Where does the word "lake" show up in the data? Please find each such line and copy it.
- - -
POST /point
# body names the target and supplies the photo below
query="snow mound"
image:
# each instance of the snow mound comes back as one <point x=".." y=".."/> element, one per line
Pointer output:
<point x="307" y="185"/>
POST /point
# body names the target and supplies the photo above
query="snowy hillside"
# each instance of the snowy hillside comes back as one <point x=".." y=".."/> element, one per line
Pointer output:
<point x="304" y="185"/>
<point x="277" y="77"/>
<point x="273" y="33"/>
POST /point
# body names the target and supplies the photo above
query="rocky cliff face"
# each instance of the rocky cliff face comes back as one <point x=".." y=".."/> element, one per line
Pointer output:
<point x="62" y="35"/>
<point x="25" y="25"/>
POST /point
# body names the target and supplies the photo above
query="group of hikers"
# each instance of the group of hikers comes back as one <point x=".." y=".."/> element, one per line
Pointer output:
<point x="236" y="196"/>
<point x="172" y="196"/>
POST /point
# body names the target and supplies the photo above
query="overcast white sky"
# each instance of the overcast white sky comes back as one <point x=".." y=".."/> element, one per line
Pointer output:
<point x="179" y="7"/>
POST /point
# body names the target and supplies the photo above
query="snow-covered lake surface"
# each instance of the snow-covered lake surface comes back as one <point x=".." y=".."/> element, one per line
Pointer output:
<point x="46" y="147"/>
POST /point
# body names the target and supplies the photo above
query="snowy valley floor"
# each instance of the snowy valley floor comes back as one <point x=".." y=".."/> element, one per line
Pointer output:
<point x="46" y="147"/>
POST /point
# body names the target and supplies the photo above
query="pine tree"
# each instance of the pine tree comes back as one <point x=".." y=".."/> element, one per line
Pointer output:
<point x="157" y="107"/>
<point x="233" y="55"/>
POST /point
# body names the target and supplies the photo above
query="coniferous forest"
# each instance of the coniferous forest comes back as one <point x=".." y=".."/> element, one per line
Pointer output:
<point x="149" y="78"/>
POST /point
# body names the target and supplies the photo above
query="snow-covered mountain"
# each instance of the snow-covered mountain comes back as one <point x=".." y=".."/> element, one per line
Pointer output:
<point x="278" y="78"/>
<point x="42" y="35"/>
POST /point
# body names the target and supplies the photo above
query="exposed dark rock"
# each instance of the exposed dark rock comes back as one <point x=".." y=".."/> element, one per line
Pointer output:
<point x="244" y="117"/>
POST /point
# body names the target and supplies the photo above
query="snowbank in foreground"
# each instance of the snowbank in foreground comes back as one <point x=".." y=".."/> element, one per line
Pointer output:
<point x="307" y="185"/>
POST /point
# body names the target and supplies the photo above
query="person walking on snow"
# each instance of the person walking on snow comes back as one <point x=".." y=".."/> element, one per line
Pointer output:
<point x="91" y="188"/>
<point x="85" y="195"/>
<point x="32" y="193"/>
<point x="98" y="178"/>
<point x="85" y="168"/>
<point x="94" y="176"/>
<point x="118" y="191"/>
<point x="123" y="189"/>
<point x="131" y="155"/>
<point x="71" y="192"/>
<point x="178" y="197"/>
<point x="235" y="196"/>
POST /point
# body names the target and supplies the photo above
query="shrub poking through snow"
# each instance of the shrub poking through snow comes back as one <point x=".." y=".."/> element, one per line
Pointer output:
- - -
- [COMPLETED EXERCISE]:
query="snow-covered lake surface"
# each instance of the snow-covered lake surface comes back as one <point x=".." y=".."/> element, one per line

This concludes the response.